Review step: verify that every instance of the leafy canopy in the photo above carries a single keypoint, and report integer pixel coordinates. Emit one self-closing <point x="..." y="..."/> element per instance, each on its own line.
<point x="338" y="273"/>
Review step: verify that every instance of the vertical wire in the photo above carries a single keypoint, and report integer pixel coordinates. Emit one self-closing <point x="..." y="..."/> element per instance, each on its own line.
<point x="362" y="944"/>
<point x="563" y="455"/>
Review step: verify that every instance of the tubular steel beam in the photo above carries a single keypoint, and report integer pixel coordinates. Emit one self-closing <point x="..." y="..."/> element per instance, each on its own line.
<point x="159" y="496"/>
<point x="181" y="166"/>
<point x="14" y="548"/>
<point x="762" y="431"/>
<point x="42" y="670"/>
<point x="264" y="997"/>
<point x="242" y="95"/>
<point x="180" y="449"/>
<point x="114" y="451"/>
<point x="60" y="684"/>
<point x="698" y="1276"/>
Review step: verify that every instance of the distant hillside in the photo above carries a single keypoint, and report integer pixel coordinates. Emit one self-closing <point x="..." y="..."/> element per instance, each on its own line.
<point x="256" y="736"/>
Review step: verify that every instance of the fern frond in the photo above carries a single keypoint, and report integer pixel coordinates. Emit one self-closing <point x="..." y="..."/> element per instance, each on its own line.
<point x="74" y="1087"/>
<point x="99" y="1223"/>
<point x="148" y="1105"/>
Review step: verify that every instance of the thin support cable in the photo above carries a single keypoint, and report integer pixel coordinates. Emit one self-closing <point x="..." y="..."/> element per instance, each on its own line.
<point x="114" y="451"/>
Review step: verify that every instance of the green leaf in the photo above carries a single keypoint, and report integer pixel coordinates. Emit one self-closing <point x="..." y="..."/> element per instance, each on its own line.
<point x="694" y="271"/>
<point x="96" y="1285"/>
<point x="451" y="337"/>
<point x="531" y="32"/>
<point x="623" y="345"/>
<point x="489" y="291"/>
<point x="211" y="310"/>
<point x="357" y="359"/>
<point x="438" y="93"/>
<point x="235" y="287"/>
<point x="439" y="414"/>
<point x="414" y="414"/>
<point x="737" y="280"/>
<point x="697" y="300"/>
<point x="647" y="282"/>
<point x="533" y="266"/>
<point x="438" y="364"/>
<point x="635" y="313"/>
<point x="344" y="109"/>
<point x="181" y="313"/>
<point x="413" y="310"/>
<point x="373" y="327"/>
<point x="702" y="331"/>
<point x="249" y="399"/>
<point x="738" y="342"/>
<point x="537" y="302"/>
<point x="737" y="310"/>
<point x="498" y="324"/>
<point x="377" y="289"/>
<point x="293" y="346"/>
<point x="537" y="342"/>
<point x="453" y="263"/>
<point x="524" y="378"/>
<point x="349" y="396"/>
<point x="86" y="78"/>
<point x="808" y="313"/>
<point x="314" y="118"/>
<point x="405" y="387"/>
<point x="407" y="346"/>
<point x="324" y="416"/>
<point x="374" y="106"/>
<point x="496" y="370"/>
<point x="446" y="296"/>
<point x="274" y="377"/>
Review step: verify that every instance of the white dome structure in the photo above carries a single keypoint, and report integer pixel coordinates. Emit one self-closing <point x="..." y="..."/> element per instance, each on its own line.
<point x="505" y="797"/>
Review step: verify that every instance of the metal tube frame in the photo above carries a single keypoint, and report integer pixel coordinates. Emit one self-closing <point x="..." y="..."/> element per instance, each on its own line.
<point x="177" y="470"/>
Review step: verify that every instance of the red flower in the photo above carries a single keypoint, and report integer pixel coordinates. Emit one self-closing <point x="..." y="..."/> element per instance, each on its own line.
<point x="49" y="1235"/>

EXERCISE INSTRUCTIONS
Lay out all the lines above as a Markdown table with two columns, Row and Line, numbering each row and leaving out blank lines.

EXPECTED ANSWER
| Row | Line |
|---|---|
| 1 | Review step: verify that every instance of the leafy canopy in the photo above carries a single keypoint, and report integer pixel coordinates. Emit one self-closing <point x="..." y="..."/> element per instance, each on its own line. |
| 2 | <point x="338" y="273"/> |
| 3 | Review step: verify that every instance of the vertical wire in the photo above carries a single keypoint, and report integer pixel coordinates. Emit one self-closing <point x="..." y="..."/> element per instance, each on its own line. |
| 4 | <point x="362" y="944"/> |
| 5 | <point x="563" y="455"/> |
| 6 | Review step: verify that every instance of the tubular steel beam in the photo above carries a single keypoint, and report integer pixel coordinates. Emit one self-closing <point x="..." y="..."/> element per instance, each on its own line. |
| 7 | <point x="159" y="496"/> |
| 8 | <point x="181" y="166"/> |
| 9 | <point x="14" y="548"/> |
| 10 | <point x="762" y="431"/> |
| 11 | <point x="42" y="670"/> |
| 12 | <point x="264" y="997"/> |
| 13 | <point x="242" y="95"/> |
| 14 | <point x="180" y="449"/> |
| 15 | <point x="114" y="451"/> |
| 16 | <point x="60" y="684"/> |
| 17 | <point x="698" y="1276"/> |
| 18 | Review step: verify that every instance of the distant hillside in the photo above carries a single keypoint, and report integer pixel coordinates. Emit one self-closing <point x="..." y="..."/> element per instance, each on its own line. |
| 19 | <point x="256" y="736"/> |
| 20 | Review step: verify that every instance of the fern frond in the photo above carries a single keypoint, and report integer pixel coordinates. Emit one self-closing <point x="..." y="..."/> element per instance, each on its own line. |
| 21 | <point x="74" y="1087"/> |
| 22 | <point x="99" y="1223"/> |
| 23 | <point x="148" y="1105"/> |
| 24 | Review step: verify that every instance of the thin support cable in the photo above carries a single keypoint, and report integer pixel coordinates. Emit one self-closing <point x="..." y="..."/> element per instance, each on its own line. |
| 25 | <point x="114" y="451"/> |
| 26 | Review step: verify that every instance of the green leaf in the photo above carries a single keypoint, and report integer pixel coordinates. Emit one self-closing <point x="..." y="..."/> element per instance, each on its own line. |
| 27 | <point x="694" y="271"/> |
| 28 | <point x="96" y="1285"/> |
| 29 | <point x="451" y="337"/> |
| 30 | <point x="531" y="32"/> |
| 31 | <point x="623" y="345"/> |
| 32 | <point x="489" y="291"/> |
| 33 | <point x="211" y="310"/> |
| 34 | <point x="357" y="359"/> |
| 35 | <point x="438" y="93"/> |
| 36 | <point x="235" y="287"/> |
| 37 | <point x="439" y="414"/> |
| 38 | <point x="414" y="414"/> |
| 39 | <point x="737" y="280"/> |
| 40 | <point x="697" y="300"/> |
| 41 | <point x="647" y="282"/> |
| 42 | <point x="533" y="266"/> |
| 43 | <point x="438" y="364"/> |
| 44 | <point x="635" y="313"/> |
| 45 | <point x="344" y="109"/> |
| 46 | <point x="181" y="313"/> |
| 47 | <point x="413" y="310"/> |
| 48 | <point x="373" y="327"/> |
| 49 | <point x="702" y="331"/> |
| 50 | <point x="249" y="399"/> |
| 51 | <point x="738" y="342"/> |
| 52 | <point x="537" y="302"/> |
| 53 | <point x="737" y="310"/> |
| 54 | <point x="498" y="324"/> |
| 55 | <point x="377" y="289"/> |
| 56 | <point x="293" y="346"/> |
| 57 | <point x="537" y="342"/> |
| 58 | <point x="453" y="263"/> |
| 59 | <point x="524" y="378"/> |
| 60 | <point x="349" y="396"/> |
| 61 | <point x="86" y="78"/> |
| 62 | <point x="808" y="313"/> |
| 63 | <point x="314" y="118"/> |
| 64 | <point x="405" y="387"/> |
| 65 | <point x="407" y="346"/> |
| 66 | <point x="324" y="416"/> |
| 67 | <point x="374" y="106"/> |
| 68 | <point x="496" y="370"/> |
| 69 | <point x="446" y="296"/> |
| 70 | <point x="274" y="377"/> |
| 71 | Review step: verify that every instance of the white dome structure in the photo above carries a single keypoint, and report integer pixel coordinates. Emit one self-closing <point x="..." y="..."/> element per instance, each on its own line. |
| 72 | <point x="505" y="797"/> |
| 73 | Review step: verify that every instance of the metal tube frame in the photo above carries a single keypoint, and report integer pixel coordinates. Emit one self-closing <point x="..." y="..."/> element per instance, each on its own line. |
| 74 | <point x="177" y="470"/> |
| 75 | Review step: verify that every instance of the red flower in the photo above carries a single keypoint, and report integer pixel coordinates. Emit one self-closing <point x="..." y="..."/> element per instance, each on its own line. |
| 76 | <point x="49" y="1235"/> |